Top of Source extract

Antoine Waechter (born 11 February 1949) is a French politician, leader of the Independent Ecological Movement.

==Early activism==

Antoine Waechter was born on 11 February 1949 in Mulhouse, (Haut-Rhin). He began activism early, and by 1965 had found the Mulhouse chapter of the Young Friends of Animals. His doctoral dissertation at Louis Pasteur University in Strasbourg focused on "ethology and ecology of the Beech Marten." In the late 1960s and 1970s, he fought for the preservation of wildlife and natural areas across France, such as reintroducing beavers in Alsace and arguing against road construction or industrial sites in and around Vanoise National Park. He became regional president and then secretary general of the Alsace Federation within the Regional Association for the Protection of Nature (which was the regional branch of the French Federation of Humane Societies of Nature and Environment, now called France Nature Environment).

==Green politics==

Joined by Solange Fernex and Henri Jenn in 1973, Waechter participated in the beginnings of one of the first environmental political movements in France: Ecology and Survival (Écologie et Survie). He was also a member of the Ecological Movement founded in after the 1974 presidential candidacy of René Dumont. Beginning with their inception in 1984, Waechter was one of four national spokespeople for the Greens.

Waechter was the face of the l'écologie n'est pas à marier campaign that helped his followers win a majority in the general meeting of the Greens in 1986. This movement within the Greens reaffirmed the strict autonomy as well as ideological and electoral independence following entreaties by the "left of the left" led by Yves Cochet. Because of this intra-party support, Waechter was one of the most influential figures in the Green Party until his departure in 1994. He was also the Green candidate in the presidential election of 1988, receiving 3.78% of the vote in the first round, ranking behind André Lajoinie (French Communist Party) and before Pierre Juquin (splinter of the French Communist Party).

In March 1989 he became a municipal councillor in Mulhouse. At the same time, Waechter's 1988 campaign manager, Jean-Louis Vidal, became the first Green elected in Paris, illustrating the Greens were viable in major cities. Three months later, in June 1989, the list Waechter led for European elections obtained 10.8% of the vote (1,922,945 votes) and 9 seats, the best result ever obtained by the Greens in EP elections until 2009. He then became a Member of the European Parliament (MEP). In March 1992, the Greens and Ecology Generation (led by Brice Lalonde) each obtained about 7% of the vote, and Waechter became a councillor in the Alsace Regional Council.

Bottom of Source extract
Top of Input data

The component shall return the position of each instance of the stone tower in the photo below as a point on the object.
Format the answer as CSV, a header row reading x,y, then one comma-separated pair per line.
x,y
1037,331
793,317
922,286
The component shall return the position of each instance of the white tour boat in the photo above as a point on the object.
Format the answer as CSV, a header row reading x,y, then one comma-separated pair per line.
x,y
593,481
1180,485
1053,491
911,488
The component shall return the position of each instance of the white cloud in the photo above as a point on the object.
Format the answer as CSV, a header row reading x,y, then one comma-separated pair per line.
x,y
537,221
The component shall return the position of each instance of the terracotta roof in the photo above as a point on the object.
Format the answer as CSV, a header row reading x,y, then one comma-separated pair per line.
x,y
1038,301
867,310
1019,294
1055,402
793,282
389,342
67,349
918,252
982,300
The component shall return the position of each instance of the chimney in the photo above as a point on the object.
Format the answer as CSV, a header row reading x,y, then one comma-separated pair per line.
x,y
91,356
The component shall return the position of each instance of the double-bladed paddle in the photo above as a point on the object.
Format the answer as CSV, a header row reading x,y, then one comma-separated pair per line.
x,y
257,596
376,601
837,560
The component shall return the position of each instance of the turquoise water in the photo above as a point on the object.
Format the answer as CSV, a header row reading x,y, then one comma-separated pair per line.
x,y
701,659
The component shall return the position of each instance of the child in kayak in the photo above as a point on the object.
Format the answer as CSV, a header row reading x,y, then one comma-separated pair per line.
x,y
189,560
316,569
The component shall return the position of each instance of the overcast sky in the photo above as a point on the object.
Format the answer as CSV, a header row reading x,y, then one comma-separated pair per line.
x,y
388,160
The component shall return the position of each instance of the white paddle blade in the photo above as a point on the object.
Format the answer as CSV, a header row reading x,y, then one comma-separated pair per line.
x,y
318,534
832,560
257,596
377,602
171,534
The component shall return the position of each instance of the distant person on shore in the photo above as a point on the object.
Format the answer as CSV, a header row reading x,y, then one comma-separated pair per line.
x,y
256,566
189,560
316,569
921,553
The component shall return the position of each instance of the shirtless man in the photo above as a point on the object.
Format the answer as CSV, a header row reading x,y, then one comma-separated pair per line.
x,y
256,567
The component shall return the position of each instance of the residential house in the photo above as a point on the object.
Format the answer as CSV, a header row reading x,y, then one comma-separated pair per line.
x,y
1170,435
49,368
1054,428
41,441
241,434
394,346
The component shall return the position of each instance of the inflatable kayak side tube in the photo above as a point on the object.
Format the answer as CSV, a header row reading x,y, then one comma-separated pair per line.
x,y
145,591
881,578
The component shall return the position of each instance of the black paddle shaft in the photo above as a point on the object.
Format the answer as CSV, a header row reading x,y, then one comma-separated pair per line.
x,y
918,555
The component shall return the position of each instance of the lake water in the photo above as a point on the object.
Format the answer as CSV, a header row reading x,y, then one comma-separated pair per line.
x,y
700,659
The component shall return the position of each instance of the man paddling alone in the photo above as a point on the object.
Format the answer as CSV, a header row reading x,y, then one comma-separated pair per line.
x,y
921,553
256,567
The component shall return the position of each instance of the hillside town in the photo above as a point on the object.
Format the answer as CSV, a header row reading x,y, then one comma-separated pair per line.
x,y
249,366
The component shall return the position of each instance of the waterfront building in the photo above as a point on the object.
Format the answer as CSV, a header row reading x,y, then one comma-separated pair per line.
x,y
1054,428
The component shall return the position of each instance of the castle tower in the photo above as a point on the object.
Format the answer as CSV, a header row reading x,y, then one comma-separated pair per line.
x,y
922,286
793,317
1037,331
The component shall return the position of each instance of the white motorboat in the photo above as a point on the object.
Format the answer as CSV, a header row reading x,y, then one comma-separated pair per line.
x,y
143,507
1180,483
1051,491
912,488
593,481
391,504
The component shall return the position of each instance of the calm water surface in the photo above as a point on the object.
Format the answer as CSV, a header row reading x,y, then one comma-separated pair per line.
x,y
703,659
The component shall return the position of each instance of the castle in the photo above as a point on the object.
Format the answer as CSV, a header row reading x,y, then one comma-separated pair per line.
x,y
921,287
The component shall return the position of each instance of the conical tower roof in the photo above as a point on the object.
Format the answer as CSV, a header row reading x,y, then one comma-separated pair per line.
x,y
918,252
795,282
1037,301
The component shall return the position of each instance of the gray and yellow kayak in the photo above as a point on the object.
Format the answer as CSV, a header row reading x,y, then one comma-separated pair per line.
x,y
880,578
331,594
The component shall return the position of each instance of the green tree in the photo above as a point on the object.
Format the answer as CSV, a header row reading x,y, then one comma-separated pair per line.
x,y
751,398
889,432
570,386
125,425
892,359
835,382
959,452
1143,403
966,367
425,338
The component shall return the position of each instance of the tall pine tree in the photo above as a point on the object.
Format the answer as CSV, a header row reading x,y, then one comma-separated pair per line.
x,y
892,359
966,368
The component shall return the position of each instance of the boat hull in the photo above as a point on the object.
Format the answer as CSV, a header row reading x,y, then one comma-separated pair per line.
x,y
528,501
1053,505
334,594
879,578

Bottom of Input data

* _Check your understanding_
A - Summarize the passage about Antoine Waechter in two sentences.
B - According to the passage about Antoine Waechter, why was he one of the most influential figures in the Green Party until 1994? Answer in one or two sentences.
C - Write out the stretch of the passage about Antoine Waechter from "Joined by Solange" through "for the Greens.", word for word.
The entries have no connection to the passage about Antoine Waechter.

* _Answers_
A - Antoine Waechter, born in Mulhouse in 1949, is a French politician who leads the Independent Ecological Movement and was active from an early age in protecting wildlife and natural areas in France. He took part in the beginnings of environmental politics in France, served as a national spokesperson for the Greens and their 1988 presidential candidate, and became a municipal councillor in Mulhouse, a Member of the European Parliament, and a councillor in the Alsace Regional Council.

B - He had strong support within the party. He was the face of the "l'écologie n'est pas à marier" campaign, which helped his followers win a majority in the Greens' general meeting in 1986.

C -
Joined by Solange Fernex and Henri Jenn in 1973, Waechter participated in the beginnings of one of the first environmental political movements in France: Ecology and Survival (Écologie et Survie). He was also a member of the Ecological Movement founded in after the 1974 presidential candidacy of René Dumont. Beginning with their inception in 1984, Waechter was one of four national spokespeople for the Greens.